_Position annotation records_
__________________________________________________

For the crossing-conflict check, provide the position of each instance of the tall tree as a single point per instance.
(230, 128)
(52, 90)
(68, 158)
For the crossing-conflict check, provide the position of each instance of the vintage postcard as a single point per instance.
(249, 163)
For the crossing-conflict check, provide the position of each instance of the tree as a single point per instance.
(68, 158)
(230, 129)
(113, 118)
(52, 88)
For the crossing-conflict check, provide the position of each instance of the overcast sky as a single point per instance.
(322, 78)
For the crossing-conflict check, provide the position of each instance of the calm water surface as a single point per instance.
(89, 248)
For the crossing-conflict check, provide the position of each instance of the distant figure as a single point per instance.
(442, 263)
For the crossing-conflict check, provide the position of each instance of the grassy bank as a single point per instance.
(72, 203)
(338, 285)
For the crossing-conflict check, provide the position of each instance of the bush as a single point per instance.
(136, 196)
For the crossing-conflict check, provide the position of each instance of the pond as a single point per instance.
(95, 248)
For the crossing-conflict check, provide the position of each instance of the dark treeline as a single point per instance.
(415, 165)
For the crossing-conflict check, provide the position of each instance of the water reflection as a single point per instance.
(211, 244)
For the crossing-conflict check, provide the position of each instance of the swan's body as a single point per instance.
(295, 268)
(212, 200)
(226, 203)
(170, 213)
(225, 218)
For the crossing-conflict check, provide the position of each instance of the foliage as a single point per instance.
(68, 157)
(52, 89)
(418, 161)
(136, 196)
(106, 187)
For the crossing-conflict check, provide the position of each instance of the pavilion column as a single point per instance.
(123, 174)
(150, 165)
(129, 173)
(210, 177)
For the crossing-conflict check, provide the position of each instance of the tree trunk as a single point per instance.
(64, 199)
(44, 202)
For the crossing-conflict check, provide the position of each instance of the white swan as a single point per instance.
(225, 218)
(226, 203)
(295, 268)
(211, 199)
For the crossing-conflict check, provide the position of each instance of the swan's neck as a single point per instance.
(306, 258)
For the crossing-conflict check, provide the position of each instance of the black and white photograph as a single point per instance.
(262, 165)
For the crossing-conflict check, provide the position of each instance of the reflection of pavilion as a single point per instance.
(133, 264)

__________________________________________________

_Job_
Lay out all the lines of the items above as a Markdown table with the columns Row and Line. Give each line its own numbered row, and leave out blank lines.

_Solution for this task_
| Row | Line |
|---|---|
| 1 | For the crossing-conflict check, provide the position of each instance of the tall tree as a single point per instance. |
| 2 | (230, 128) |
| 3 | (52, 90) |
| 4 | (68, 158) |
| 5 | For the crossing-conflict check, provide the position of each instance of the vintage postcard as a single point per instance. |
| 6 | (249, 163) |
| 7 | For the crossing-conflict check, provide the position of each instance of the tree as a single point per instance. |
| 8 | (68, 158) |
| 9 | (230, 129) |
| 10 | (113, 118) |
| 11 | (52, 88) |
| 12 | For the crossing-conflict check, provide the position of each instance of the overcast sky as a single point per instance. |
| 13 | (322, 78) |
| 14 | For the crossing-conflict check, provide the position of each instance of the calm water surface as a single point per instance. |
| 15 | (89, 248) |
| 16 | For the crossing-conflict check, provide the position of each instance of the distant figure as a single point per instance. |
| 17 | (442, 263) |
| 18 | For the crossing-conflict check, provide the position of each instance of the grassy bank as a single point per instance. |
| 19 | (72, 203) |
| 20 | (338, 285) |
| 21 | For the crossing-conflict check, provide the position of each instance of the bush as a single point per instance. |
| 22 | (136, 196) |
| 23 | For the crossing-conflict check, provide the position of each instance of the pond as a single point per instance. |
| 24 | (95, 248) |
| 25 | For the crossing-conflict check, provide the position of each instance of the dark treeline as a single point per instance. |
| 26 | (415, 165) |
| 27 | For the crossing-conflict check, provide the position of each instance of the water reflection as a single point per instance. |
| 28 | (211, 244) |
| 29 | For the crossing-conflict check, provide the position of each instance of the swan's body as a single point per instance. |
| 30 | (295, 268) |
| 31 | (212, 200) |
| 32 | (226, 203) |
| 33 | (170, 213) |
| 34 | (225, 218) |
| 35 | For the crossing-conflict check, provide the position of each instance of the foliage as a single point per instance. |
| 36 | (68, 157) |
| 37 | (52, 89) |
| 38 | (418, 161) |
| 39 | (136, 196) |
| 40 | (106, 187) |
| 41 | For the crossing-conflict check, provide the position of each instance of the pavilion column as a single point per instance. |
| 42 | (123, 174) |
| 43 | (150, 165) |
| 44 | (129, 173) |
| 45 | (210, 177) |
| 46 | For the crossing-conflict check, provide the position of each instance of the tree trunk as a single point per instance. |
| 47 | (64, 199) |
| 48 | (44, 202) |
| 49 | For the crossing-conflict check, provide the position of each instance of the white swan as a single point per instance. |
| 50 | (225, 218) |
| 51 | (226, 203) |
| 52 | (295, 268) |
| 53 | (211, 199) |
| 54 | For the crossing-conflict check, provide the position of each instance of the swan's neck as a single point per instance. |
| 55 | (306, 258) |
| 56 | For the crossing-conflict check, provide the position of each instance of the black and white photograph as a single point per instance. |
| 57 | (262, 165) |
| 58 | For the crossing-conflict check, provide the position of each instance of the reflection of pavilion as a single point per instance. |
| 59 | (133, 264) |